Task input

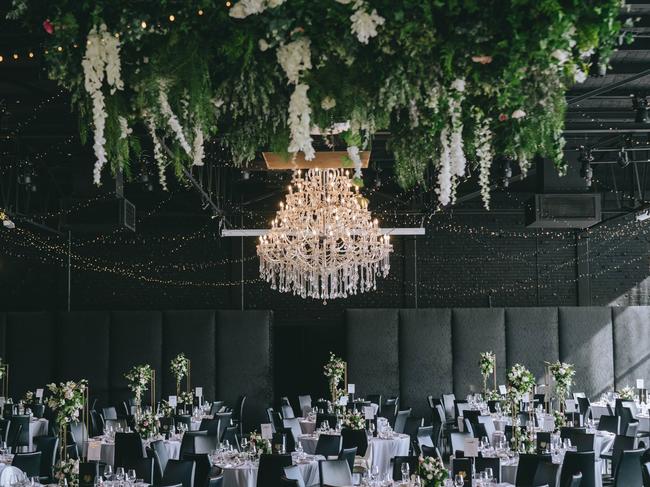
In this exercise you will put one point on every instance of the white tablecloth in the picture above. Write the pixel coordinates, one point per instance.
(108, 450)
(380, 451)
(246, 476)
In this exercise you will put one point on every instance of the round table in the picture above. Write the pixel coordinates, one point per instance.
(380, 450)
(246, 475)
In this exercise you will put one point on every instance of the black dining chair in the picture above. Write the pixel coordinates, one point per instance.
(328, 445)
(29, 463)
(271, 469)
(179, 472)
(334, 473)
(355, 438)
(128, 450)
(399, 461)
(48, 446)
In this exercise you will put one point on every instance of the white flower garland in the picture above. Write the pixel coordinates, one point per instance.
(158, 153)
(102, 56)
(300, 122)
(484, 157)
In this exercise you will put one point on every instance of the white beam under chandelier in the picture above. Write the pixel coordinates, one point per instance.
(323, 242)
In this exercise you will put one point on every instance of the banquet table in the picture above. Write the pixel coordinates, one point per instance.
(245, 474)
(380, 450)
(107, 449)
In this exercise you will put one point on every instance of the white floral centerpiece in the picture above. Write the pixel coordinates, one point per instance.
(487, 364)
(334, 371)
(563, 374)
(147, 424)
(627, 393)
(354, 421)
(179, 367)
(432, 472)
(139, 378)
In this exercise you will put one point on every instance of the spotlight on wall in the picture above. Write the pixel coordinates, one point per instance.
(640, 105)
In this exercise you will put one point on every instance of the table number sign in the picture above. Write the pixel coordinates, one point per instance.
(266, 430)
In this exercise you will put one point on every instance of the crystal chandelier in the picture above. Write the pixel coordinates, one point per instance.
(323, 242)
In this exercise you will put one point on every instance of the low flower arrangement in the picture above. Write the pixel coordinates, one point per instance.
(354, 421)
(627, 393)
(334, 371)
(432, 472)
(147, 424)
(563, 374)
(139, 378)
(260, 444)
(67, 471)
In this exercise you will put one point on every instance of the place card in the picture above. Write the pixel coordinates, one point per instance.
(369, 412)
(94, 451)
(266, 430)
(471, 447)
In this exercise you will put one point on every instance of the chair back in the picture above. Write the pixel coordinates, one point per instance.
(412, 462)
(334, 473)
(355, 438)
(48, 446)
(179, 472)
(293, 473)
(271, 469)
(30, 463)
(400, 420)
(578, 462)
(328, 445)
(109, 412)
(627, 472)
(610, 423)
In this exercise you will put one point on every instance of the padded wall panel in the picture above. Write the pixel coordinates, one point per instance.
(631, 344)
(191, 332)
(136, 338)
(244, 364)
(83, 341)
(532, 337)
(425, 360)
(30, 351)
(476, 330)
(372, 350)
(586, 340)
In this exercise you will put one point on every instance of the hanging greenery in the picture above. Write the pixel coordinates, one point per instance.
(454, 82)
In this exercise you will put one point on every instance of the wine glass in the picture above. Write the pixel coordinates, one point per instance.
(405, 472)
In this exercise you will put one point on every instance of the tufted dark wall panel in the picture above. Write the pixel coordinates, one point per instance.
(136, 338)
(474, 331)
(83, 340)
(425, 358)
(30, 351)
(191, 332)
(372, 350)
(244, 362)
(586, 340)
(631, 344)
(532, 337)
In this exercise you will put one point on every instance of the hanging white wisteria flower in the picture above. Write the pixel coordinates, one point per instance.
(364, 24)
(102, 57)
(158, 153)
(172, 120)
(300, 122)
(198, 150)
(295, 58)
(444, 188)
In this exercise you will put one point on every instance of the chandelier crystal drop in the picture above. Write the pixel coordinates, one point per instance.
(323, 242)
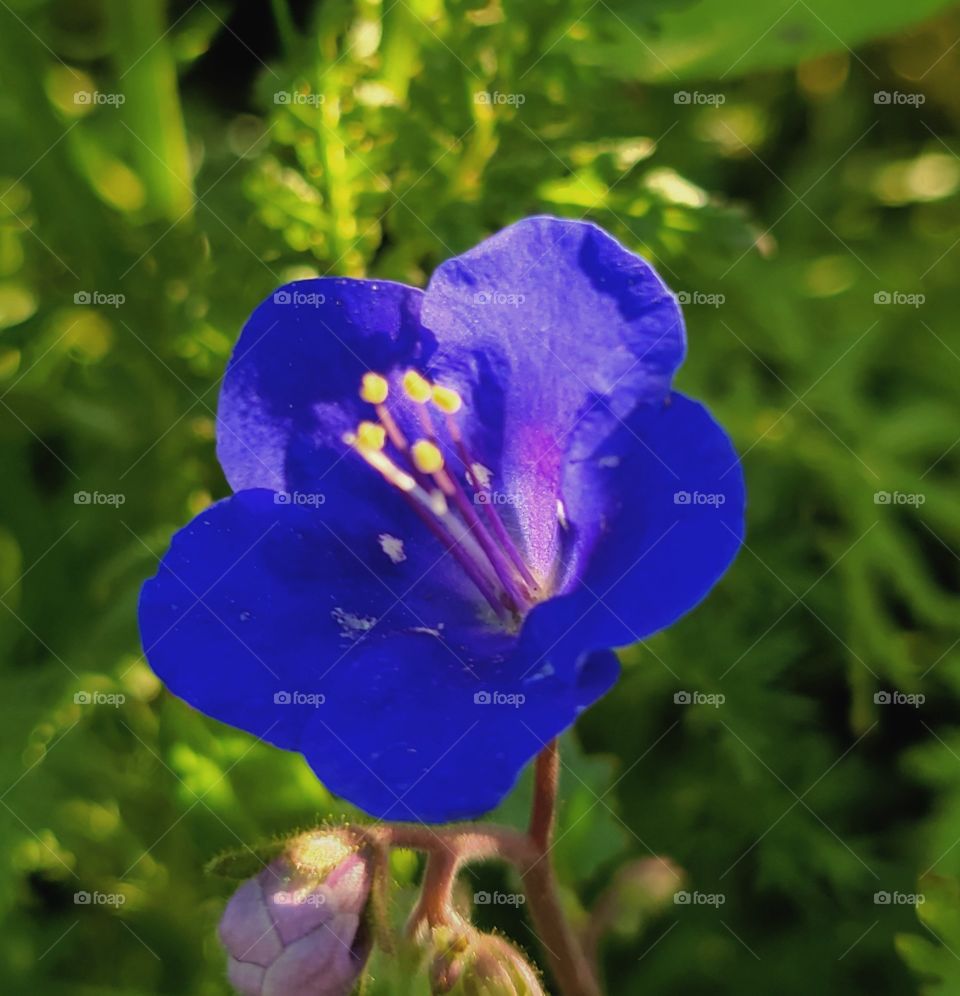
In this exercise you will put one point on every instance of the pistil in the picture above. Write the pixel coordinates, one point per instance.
(486, 553)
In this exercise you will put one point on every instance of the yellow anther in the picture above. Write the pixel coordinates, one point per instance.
(371, 435)
(416, 387)
(374, 388)
(447, 400)
(427, 457)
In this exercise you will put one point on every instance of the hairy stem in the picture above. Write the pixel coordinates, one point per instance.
(567, 957)
(449, 848)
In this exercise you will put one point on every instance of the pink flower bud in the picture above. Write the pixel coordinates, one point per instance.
(468, 963)
(299, 926)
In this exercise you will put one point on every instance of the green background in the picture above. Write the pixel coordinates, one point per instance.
(815, 231)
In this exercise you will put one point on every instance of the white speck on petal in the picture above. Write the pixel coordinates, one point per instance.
(481, 475)
(392, 547)
(545, 672)
(351, 625)
(427, 631)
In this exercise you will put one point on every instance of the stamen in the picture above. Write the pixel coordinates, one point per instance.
(479, 542)
(416, 387)
(479, 478)
(371, 435)
(374, 388)
(382, 463)
(427, 457)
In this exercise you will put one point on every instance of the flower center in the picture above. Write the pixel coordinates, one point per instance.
(461, 515)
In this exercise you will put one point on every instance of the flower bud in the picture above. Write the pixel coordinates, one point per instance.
(299, 926)
(468, 963)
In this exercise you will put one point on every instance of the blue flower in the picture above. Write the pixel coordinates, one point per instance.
(449, 505)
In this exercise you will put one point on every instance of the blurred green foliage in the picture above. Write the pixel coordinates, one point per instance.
(164, 168)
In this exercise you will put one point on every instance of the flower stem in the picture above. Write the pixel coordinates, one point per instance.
(546, 780)
(568, 960)
(449, 848)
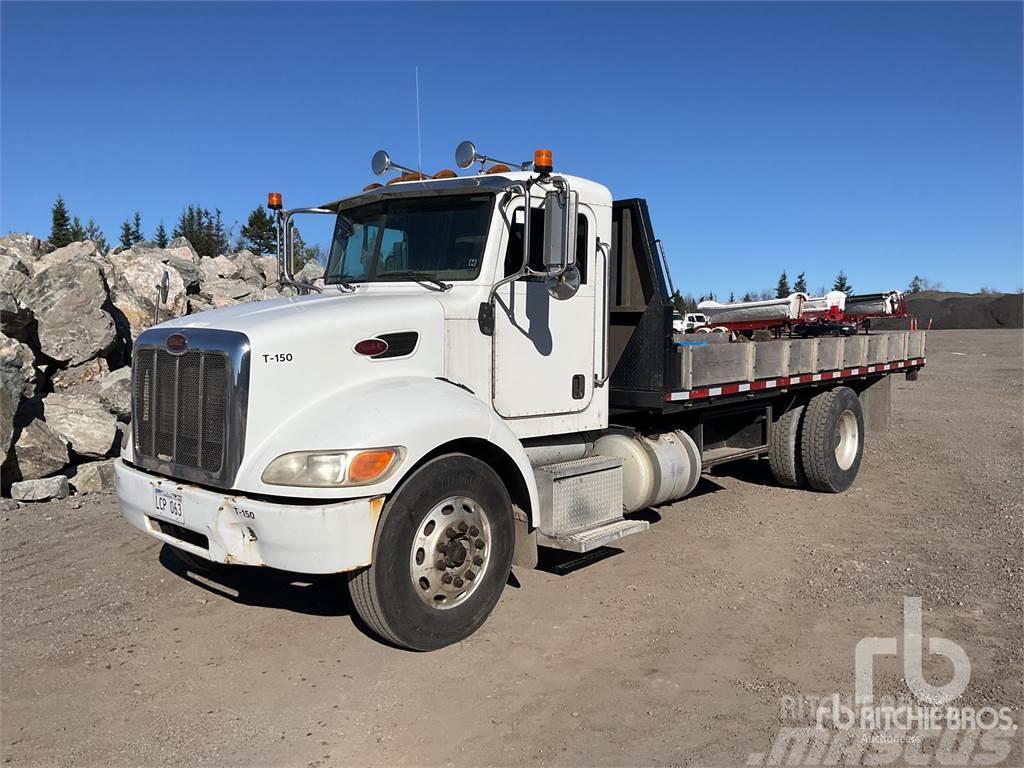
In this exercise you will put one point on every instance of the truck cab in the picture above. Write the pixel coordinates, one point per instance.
(487, 368)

Exercise aim
Quote exactly the lines from the line that contains "of the blue" through the last line of the listing, please, leaving out all pictures.

Solution for this exercise
In this exercise you will put one point on every instance of the blue flower in the picture above. Write the pixel coordinates, one point per instance.
(449, 505)
In this exercise you will put one point on every instance of the blurred green foliage in the picture above. Write the pixel coordinates, one point per instance.
(164, 168)
In this exercise you will put one point on every instance of the flower stem in the picture above. Write the pixel coordinates, one point per instance.
(546, 780)
(568, 960)
(449, 848)
In this exercise you will put one point on every instance of the truck cab in the picture above. Write the pixel coordinates, one point per instance.
(487, 368)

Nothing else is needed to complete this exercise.